§ **EXERCISE INSTRUCTIONS**
a: Return, word for word, the stretch of the motion-to-dismiss text from "In the TAC, Plaintiffs" through "Sheet (# 222–276)).".
b: Select and copy every line in the entries that contains the string "storm", treating uppercase and lowercase as different.

§ **EXCERPTED TEXT**
The analysis and purpose of a Rule 12(b)(6) motion to dismiss for failure to state a claim is to test the legal sufficiency of a complaint. Navarro v. Block, 250 F.3d 729, 732 (9th Cir.2001). The issue is not whether a plaintiff will ultimately prevail but whether the claimant is entitled to offer evidence to support the claims. Gilligan v. Jamco Dev. Corp., 108 F.3d 246, 249 (9th Cir.1997) (quotations omitted). To avoid a Rule 12(b)(6) dismissal, a complaint does not need detailed factual allegations; rather, it must plead “enough facts to state a claim to relief that is plausible on its face.” Clemens v. DaimlerChrysler Corp., 534 F.3d 1017, 1022 (9th Cir.2008) (quoting Bell Atlantic Corp. v. Twombly, 550 U.S. 544, 555, 127 S.Ct. 1955, 1964, 167 L.Ed.2d 929 (2007)); Ashcroft v. Iqbal, 556 U.S. 662, 129 S.Ct. 1937, 1949, 173 L.Ed.2d 868 (2009) (stating that a “claim has facial plausibility when the plaintiff pleads factual content that allows the court to draw the reasonable inference that the defendant is liable for the misconduct alleged”). Even though a complaint does not need “detailed factual allegations” to pass muster under 12(b)(6) consideration, the factual allegations “must be enough to raise a right to relief above the speculative level ... on the assumption that all the allegations in the complaint are true (even if doubtful in fact).” Twombly, 550 U.S. at 555, 127 S.Ct. at 1965. “A pleading that offers ‘labels and conclusions' or ‘a formulaic recitation of the elements of a cause of action will not do.’ ” Iqbal, 556 U.S. at ––––, 129 S.Ct. at 1949. “Nor does a complaint suffice if it tenders ‘naked assertion[s]’ devoid of ‘further factual enhancements.’ ” Id. (quoting Twombly, 550 U.S. at 557, 127 S.Ct. at 1966).

If the court grants a motion to dismiss a complaint, it must then decide whether to grant leave to amend. The court should “freely give” leave to amend when there is no “undue delay, bad faith or dilatory motive on the part of the movant ... undue prejudice to the opposing party by virtue of allowance of the amendment, [or] futility of amendment.” Fed.R.Civ.P. 15(a)(2); Foman v. Davis, 371 U.S. 178, 182, 83 S.Ct. 227, 230, 9 L.Ed.2d 222 (1962). Generally, leave to amend is only denied when it is clear that the deficiencies of the complaint cannot be cured by amendment. See DeSoto v. Yellow Freight Sys., Inc., 957 F.2d 655, 658 (9th Cir.1992).

DISCUSSION

In the TAC, Plaintiffs allege that Defendants violated Nevada's False Claims Act because Defendants stated on the Declaration of Value forms that Fannie Mae was a government agency exempt from taxation and, when in Washoe County, Defendants made a false statement on the amount of transfer tax due. ( See Compl. (# 1–1) at 88). In response to these allegations, Defendants have filed multiple motions to dismiss and joinders to these motions to dismiss. ( See generally Docket Sheet (# 222–276)).

§ **INPUT MATERIAL**
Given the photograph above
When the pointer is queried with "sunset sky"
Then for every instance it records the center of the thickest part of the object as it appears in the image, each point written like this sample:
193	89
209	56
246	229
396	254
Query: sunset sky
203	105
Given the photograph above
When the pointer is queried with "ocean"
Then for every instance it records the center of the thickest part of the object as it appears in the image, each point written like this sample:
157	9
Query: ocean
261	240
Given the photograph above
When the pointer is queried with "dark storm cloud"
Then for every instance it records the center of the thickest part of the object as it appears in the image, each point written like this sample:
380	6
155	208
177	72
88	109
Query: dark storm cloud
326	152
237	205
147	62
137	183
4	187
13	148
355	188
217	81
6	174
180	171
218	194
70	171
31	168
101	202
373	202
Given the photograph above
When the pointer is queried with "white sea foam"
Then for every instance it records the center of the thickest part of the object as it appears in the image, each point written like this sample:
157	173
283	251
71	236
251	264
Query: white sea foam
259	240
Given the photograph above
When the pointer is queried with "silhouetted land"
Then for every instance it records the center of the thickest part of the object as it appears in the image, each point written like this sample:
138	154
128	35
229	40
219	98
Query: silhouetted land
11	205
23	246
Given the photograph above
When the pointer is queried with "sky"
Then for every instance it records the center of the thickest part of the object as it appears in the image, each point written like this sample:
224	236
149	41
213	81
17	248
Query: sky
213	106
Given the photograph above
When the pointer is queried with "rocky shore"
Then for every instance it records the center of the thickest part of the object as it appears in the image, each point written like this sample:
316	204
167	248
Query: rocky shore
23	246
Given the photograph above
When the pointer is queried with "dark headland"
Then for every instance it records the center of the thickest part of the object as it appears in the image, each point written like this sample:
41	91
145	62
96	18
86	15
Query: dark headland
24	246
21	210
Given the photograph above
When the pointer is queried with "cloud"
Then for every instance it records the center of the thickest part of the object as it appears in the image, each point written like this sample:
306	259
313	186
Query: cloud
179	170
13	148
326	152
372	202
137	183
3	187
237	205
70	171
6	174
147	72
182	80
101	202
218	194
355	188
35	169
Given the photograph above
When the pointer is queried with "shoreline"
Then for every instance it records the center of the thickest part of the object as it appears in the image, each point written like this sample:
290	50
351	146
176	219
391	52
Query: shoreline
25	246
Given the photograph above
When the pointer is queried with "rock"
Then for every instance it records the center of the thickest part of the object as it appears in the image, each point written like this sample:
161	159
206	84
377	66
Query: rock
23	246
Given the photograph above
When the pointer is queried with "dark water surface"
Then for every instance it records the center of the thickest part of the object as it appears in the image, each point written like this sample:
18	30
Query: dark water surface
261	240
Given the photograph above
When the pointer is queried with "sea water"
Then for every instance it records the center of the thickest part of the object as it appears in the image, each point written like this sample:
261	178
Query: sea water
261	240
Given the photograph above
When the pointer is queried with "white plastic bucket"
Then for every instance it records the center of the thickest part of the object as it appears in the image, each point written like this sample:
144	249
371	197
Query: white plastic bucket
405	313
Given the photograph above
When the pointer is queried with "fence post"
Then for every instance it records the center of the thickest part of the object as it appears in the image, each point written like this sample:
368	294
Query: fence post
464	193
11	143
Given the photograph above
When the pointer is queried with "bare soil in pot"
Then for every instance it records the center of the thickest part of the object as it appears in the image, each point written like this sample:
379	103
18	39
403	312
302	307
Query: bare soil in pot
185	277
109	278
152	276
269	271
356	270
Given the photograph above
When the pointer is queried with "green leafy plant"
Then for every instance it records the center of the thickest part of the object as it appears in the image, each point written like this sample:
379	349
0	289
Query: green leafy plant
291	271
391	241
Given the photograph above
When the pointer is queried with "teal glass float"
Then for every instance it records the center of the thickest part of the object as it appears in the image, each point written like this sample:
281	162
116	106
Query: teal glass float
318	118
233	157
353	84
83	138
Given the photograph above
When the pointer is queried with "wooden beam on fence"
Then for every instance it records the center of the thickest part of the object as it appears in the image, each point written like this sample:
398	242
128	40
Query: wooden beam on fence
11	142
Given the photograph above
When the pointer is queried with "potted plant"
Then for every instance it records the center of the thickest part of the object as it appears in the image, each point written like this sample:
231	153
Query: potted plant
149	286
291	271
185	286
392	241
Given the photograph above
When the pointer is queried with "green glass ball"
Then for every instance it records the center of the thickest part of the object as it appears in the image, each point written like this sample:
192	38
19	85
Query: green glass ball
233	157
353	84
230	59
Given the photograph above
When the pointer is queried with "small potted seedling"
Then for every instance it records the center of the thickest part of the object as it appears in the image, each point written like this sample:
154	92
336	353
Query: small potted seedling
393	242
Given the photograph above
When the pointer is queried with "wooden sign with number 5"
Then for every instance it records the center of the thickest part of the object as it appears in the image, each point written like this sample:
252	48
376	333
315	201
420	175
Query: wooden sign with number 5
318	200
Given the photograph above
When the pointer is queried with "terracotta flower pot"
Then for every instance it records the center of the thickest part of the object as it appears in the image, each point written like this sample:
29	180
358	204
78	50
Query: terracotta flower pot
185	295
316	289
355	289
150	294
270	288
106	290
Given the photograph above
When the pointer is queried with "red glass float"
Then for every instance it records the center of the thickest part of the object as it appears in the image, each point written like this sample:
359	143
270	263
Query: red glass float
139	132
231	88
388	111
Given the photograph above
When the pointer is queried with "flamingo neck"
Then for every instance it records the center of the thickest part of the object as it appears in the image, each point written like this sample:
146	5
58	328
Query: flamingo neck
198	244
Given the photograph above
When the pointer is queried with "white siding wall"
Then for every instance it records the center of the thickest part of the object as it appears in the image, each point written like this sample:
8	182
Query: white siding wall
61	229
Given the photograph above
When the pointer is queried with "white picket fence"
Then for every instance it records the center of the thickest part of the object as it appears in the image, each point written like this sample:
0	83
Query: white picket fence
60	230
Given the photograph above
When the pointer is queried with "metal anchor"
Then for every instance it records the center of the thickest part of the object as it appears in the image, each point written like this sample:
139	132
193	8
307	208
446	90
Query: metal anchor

§ **ANSWERS**
a:
In the TAC, Plaintiffs allege that Defendants violated Nevada's False Claims Act because Defendants stated on the Declaration of Value forms that Fannie Mae was a government agency exempt from taxation and, when in Washoe County, Defendants made a false statement on the amount of transfer tax due. ( See Compl. (# 1–1) at 88). In response to these allegations, Defendants have filed multiple motions to dismiss and joinders to these motions to dismiss. ( See generally Docket Sheet (# 222–276)).

b:
When the pointer is queried with "dark storm cloud"
Query: dark storm cloud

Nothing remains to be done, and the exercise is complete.